• _What is required_:
In the New Year excerpt below:
(a) In what month was the book published?
(b) During which period did the urbanizing of New Year celebrations become especially strong?
(c) What vegetable was cut up to make the temporary lamps?

• _Source excerpt_:
○ ○ ○ ○
Each photo is accompanied by a brief description. This book was published in February, so it most likely shows scenes from the last days of 1905 and the start of 1906. It is rare to be able to date and locate vintage images this precisely.
New Year celebrations are far more important than any other celebration in Japan. This was even more so in the past when preparations started at least a week in advance.
New Year celebrations originally had a close connection with the challenges of agricultural life. They therefore had a strong spiritual element. But from the early 1800s on, and especially during the Meiji Period (1868-1912), New Year celebrations were increasingly urbanized and the mysticism vanished.
Although increasingly forgotten by city dwellers, memories of New Year’s spiritual origins continued to exist well into the 20th century. In his 1926 autobiography, Toshihiko Sakai (堺 利彦, 1871–1933)—an activist, writer and historian involved in the founding of Japan’s Socialist and Communist Parties—beautifully described how he experienced this mysticism as a young boy:1
New Year’s eve was certainly a time fraught with importance, and only a somewhat old-fashioned expression like “fraught with importance” can really do it justice.
First we lit a certain number of lamps and set them on the shelf containing the representations of the tutelary gods of our home. As I gazed at them, my child’s heart was purified to its very bottom by their bright gleam. Next we placed more lamps in a number of places, inside and outside the house, in the decorative alcove, on the kitchen range, on the mill, on the well, and in the privy.
These were not like those on the shelf for the tutelary gods, but were of a special temporary construction. What we did was to take a large white radish, cut it into one-inch lengths, hollow one end of each of them out a little, pour in oil, and add wicks, which we then lit.
I will never be able to forget the feeling of a kind of supernatural mystery and of a solemn grandeur, which I would experience when coming into a room illuminated with these radish-lamps. My feelings were especially marked when I went into the kitchen, or the mill, or to the well, or to the privy surrounded by the pitch-blackness of night. As we sat quietly in the kitchen, the lights all over the house gleamed and shone; it was a feeling of a very special kind of illumination.
○ ○ ○ ○
• _Dataset records_:
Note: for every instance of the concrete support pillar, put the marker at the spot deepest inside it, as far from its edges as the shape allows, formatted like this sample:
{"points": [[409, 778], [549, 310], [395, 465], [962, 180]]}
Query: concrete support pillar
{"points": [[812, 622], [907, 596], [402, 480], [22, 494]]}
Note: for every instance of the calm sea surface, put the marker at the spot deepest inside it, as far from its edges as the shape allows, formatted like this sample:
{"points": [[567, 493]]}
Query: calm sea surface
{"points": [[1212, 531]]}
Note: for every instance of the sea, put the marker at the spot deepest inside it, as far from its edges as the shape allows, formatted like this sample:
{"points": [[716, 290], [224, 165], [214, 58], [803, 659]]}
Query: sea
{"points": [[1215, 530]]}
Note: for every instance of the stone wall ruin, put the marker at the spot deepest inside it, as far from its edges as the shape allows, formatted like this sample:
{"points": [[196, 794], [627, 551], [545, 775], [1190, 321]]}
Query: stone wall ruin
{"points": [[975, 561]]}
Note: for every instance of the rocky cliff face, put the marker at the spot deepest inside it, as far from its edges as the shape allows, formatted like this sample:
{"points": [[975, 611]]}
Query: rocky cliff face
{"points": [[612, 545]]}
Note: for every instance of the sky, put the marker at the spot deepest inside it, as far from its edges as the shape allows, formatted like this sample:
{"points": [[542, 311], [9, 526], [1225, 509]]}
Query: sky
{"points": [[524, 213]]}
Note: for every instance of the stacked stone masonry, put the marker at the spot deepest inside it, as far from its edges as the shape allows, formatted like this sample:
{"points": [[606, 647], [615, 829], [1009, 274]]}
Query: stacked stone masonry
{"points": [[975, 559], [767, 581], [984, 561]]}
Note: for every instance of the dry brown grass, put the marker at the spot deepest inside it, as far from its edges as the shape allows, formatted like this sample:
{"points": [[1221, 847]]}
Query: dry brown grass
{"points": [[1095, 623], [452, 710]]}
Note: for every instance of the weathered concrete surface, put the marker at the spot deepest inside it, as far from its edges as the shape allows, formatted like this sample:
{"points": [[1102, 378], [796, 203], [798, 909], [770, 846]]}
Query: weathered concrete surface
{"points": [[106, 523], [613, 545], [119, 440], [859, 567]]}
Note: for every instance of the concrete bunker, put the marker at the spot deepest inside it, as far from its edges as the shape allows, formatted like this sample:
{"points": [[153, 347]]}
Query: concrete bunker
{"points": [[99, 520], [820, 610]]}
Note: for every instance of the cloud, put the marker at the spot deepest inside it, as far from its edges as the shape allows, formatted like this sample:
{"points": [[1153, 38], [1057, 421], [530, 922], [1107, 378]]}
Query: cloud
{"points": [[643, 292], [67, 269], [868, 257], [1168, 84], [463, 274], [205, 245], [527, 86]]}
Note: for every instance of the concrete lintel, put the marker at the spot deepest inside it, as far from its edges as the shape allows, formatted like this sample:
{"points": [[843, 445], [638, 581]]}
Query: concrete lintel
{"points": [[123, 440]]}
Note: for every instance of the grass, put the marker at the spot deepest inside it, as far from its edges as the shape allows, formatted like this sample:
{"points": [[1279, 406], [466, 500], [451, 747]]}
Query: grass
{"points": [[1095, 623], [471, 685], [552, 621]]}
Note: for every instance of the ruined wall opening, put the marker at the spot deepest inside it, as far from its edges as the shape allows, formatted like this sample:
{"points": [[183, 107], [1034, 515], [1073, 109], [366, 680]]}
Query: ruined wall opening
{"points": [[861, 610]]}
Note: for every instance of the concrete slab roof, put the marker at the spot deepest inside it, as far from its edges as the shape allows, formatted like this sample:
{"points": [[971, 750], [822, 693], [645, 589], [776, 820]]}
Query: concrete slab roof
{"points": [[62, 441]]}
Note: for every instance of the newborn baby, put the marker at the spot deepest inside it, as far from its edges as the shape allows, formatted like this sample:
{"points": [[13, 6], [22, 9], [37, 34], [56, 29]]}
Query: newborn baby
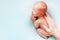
{"points": [[40, 16]]}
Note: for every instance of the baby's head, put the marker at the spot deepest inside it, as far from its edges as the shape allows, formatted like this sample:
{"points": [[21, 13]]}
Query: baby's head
{"points": [[40, 8]]}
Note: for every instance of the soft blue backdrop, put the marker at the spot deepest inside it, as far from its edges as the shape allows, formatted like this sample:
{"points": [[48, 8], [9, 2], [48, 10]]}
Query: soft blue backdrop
{"points": [[15, 22]]}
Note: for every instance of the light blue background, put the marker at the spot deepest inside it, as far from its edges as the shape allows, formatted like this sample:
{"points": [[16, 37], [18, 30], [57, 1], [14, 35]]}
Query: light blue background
{"points": [[15, 22]]}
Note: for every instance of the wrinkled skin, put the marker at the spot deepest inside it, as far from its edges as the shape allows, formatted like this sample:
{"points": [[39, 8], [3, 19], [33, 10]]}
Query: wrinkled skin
{"points": [[39, 14]]}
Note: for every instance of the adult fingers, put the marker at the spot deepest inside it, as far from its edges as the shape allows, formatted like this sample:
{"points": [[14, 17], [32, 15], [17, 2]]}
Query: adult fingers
{"points": [[42, 33]]}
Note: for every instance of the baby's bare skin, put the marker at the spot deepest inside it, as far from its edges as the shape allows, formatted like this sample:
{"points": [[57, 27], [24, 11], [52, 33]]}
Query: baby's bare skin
{"points": [[39, 17], [42, 21]]}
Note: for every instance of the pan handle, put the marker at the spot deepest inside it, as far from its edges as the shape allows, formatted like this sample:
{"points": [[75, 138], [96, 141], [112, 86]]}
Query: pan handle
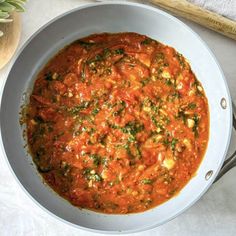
{"points": [[231, 161]]}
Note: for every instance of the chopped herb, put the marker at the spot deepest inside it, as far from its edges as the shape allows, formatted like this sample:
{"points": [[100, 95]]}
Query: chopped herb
{"points": [[146, 181], [131, 139], [76, 109], [89, 176], [57, 136], [122, 105], [95, 111], [166, 142], [160, 56], [96, 159], [182, 115], [146, 41], [132, 128], [156, 123], [145, 81], [192, 106]]}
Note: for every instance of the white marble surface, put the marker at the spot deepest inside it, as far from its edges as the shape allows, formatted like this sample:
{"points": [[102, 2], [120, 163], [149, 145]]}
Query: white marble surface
{"points": [[214, 214]]}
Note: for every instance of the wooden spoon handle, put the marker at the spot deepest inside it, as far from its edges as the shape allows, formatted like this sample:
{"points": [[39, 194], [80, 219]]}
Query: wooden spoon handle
{"points": [[9, 41], [199, 15]]}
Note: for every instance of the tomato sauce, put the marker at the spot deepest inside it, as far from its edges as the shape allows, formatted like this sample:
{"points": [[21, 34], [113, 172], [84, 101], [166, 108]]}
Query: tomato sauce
{"points": [[117, 123]]}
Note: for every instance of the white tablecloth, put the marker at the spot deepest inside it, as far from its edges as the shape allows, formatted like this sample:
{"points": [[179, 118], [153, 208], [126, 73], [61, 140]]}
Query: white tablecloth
{"points": [[214, 214]]}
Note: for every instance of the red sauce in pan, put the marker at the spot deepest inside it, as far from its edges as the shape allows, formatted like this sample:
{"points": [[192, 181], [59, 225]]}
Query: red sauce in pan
{"points": [[117, 123]]}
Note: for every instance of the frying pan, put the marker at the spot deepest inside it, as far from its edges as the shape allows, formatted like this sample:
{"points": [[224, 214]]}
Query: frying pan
{"points": [[115, 17]]}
○ ○ ○ ○
• _The answer_:
(a) February
(b) The Meiji Period (1868–1912)
(c) A large white radish